● **Work instructions**
With the line containing "Indicate one point for each instance of the anal" as the first line and the last line of the records as the final one, reproduce that range exactly.

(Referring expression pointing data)
****************

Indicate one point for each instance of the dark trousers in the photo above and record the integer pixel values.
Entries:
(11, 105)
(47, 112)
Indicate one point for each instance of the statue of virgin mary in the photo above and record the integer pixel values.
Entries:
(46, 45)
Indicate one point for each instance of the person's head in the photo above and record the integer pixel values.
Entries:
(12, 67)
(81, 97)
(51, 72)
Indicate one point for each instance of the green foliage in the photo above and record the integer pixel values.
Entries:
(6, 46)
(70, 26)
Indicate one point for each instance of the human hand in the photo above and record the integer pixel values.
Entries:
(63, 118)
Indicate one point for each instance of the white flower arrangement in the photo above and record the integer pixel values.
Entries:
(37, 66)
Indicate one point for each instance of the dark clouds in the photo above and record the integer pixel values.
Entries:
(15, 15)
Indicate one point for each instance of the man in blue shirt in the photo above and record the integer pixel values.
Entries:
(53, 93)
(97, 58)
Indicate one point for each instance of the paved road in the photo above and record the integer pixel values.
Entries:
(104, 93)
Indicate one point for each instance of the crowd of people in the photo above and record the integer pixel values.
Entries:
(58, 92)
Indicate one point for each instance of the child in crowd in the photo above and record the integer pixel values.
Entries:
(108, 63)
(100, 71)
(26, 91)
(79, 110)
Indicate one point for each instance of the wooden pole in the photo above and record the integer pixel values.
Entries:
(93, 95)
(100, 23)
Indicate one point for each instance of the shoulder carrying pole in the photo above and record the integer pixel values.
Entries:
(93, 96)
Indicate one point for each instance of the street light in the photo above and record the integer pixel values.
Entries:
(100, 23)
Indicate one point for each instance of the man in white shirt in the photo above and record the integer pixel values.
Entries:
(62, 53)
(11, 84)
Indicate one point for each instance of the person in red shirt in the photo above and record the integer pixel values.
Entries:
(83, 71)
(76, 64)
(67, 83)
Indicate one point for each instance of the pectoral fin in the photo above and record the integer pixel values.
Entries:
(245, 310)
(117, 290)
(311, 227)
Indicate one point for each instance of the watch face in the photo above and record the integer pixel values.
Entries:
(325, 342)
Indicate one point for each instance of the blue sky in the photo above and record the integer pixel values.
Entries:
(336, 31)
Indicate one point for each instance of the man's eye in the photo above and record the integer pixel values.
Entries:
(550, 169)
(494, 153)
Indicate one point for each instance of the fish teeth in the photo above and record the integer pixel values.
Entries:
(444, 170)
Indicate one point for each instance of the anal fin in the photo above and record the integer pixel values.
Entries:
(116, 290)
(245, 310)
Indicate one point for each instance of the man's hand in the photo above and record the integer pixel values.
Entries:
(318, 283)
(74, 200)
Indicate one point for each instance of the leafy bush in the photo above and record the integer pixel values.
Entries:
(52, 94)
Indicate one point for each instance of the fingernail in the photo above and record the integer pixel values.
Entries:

****************

● **Exercise output**
Indicate one point for each instance of the anal fin in the photo above and record the integer pixel values.
Entries:
(116, 290)
(245, 310)
Indicate one point for each instance of the man's hand in the photo above and record the integer pixel values.
Entries:
(318, 283)
(74, 200)
Indicate one point for each instance of the leafy bush in the photo above and record the integer pixel values.
Entries:
(52, 94)
Indicate one point for each instance of the fingernail in the photo above and record the integer pixel values.
Entries:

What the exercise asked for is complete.